**REQUIRED ACTION:** Treat the line containing "Q: Tag one point on each instance of the lichen-covered" as the last one, and return every line exactly from the first line of the material below up to it.
<<<<
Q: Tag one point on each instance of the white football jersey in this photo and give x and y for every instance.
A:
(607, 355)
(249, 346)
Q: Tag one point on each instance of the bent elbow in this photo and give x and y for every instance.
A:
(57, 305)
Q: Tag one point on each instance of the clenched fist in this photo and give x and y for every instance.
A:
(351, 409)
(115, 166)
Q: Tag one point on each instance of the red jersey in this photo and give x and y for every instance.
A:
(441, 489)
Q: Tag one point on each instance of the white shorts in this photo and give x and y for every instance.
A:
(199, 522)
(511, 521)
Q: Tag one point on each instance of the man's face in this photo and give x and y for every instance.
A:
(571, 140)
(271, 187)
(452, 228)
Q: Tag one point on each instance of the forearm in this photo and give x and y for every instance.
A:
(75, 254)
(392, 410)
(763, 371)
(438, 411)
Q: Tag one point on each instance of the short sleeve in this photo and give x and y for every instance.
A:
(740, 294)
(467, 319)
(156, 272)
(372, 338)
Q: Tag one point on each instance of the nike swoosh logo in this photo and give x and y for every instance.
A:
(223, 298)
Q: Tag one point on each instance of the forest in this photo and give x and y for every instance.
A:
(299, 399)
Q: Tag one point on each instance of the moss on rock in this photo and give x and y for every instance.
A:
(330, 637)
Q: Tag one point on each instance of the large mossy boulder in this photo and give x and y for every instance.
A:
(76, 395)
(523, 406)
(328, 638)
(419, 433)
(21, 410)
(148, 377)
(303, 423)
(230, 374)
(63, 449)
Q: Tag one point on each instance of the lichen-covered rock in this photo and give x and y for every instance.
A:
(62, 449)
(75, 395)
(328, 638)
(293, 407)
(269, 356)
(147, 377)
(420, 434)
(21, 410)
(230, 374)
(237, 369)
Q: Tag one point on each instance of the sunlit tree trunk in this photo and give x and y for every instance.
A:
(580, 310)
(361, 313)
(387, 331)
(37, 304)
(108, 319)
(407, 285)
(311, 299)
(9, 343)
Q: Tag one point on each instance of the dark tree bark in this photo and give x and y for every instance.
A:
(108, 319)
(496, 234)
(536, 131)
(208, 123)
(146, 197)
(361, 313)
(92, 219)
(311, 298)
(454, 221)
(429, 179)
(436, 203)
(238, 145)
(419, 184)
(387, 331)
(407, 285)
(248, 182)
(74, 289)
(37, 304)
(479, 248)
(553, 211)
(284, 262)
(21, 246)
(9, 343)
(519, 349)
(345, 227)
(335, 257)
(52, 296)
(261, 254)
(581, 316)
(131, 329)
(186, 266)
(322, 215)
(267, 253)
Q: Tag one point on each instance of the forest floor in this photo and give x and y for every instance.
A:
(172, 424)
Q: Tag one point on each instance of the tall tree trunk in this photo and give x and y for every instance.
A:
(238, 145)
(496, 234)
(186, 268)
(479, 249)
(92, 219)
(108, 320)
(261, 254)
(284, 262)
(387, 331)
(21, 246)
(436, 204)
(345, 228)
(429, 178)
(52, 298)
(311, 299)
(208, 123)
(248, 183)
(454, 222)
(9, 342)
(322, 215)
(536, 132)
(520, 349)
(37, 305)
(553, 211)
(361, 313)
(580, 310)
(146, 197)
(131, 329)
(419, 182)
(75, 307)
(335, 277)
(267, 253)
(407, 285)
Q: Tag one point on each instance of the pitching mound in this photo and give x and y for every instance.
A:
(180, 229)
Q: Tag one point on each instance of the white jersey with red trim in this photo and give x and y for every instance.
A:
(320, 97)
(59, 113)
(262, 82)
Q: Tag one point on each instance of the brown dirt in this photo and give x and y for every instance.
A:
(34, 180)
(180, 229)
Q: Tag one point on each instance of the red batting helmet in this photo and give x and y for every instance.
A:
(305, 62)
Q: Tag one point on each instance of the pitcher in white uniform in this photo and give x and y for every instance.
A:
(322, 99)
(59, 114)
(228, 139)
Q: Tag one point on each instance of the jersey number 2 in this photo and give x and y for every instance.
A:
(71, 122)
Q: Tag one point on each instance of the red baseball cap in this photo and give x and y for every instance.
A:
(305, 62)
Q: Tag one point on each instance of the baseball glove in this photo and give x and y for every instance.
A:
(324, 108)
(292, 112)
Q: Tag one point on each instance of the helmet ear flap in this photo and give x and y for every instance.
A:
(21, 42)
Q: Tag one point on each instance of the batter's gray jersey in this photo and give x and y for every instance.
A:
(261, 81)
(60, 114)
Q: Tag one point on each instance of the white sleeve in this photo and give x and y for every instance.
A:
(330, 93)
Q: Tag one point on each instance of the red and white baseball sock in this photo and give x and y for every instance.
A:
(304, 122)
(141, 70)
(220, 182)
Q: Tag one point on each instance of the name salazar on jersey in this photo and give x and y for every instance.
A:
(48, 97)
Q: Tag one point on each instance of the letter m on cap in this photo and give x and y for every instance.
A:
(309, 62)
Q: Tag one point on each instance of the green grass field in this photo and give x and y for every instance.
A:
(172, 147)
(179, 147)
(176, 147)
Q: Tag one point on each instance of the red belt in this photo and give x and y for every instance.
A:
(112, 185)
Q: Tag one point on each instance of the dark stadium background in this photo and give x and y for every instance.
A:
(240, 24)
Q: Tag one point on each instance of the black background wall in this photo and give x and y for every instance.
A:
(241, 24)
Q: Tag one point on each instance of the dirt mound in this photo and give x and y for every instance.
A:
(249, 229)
>>>>
**ANSWER TO THE PROBLEM:**
Q: Tag one point on each instance of the white football jersey in this photo and give x and y for every instance.
A:
(607, 355)
(249, 346)
Q: Tag one point on each instance of the bent elbow in this photo and give x and y for every instance.
A:
(57, 305)
Q: Tag one point on each instance of the clenched fist in this photo and give x and y for every instance.
A:
(351, 409)
(115, 166)
Q: Tag one point on each instance of the red jersey in this photo and give x and y for every instance.
A:
(441, 489)
Q: Tag one point on each instance of the white shorts in this photo and give x and y for every instance.
A:
(199, 522)
(511, 521)
Q: Tag one point on each instance of the man's face in this photo and give x and y for every instance.
A:
(571, 140)
(271, 187)
(452, 228)
Q: Tag one point on each instance of the forearm in this photo and give x and y for every instance.
A:
(75, 254)
(392, 410)
(763, 371)
(438, 411)
Q: Tag one point on each instance of the short sleeve in this photo and give x and y for every instance.
A:
(740, 294)
(467, 319)
(156, 272)
(372, 338)
Q: Tag one point on each instance of the nike swoosh logo in this photo and give x and y for every instance.
A:
(223, 298)
Q: Tag one point on each instance of the forest in this photo and give x and y for every instance.
A:
(299, 399)
Q: Tag one point on each instance of the moss on rock in this photo and give x and y for every instance.
A:
(330, 637)
Q: Tag one point on each instance of the large mossy boulder in this photo and give x and y for every instance.
A:
(76, 395)
(523, 406)
(328, 638)
(419, 433)
(21, 410)
(148, 377)
(303, 423)
(230, 374)
(63, 449)
Q: Tag one point on each instance of the lichen-covered rock in this photo and give x and y for every instance.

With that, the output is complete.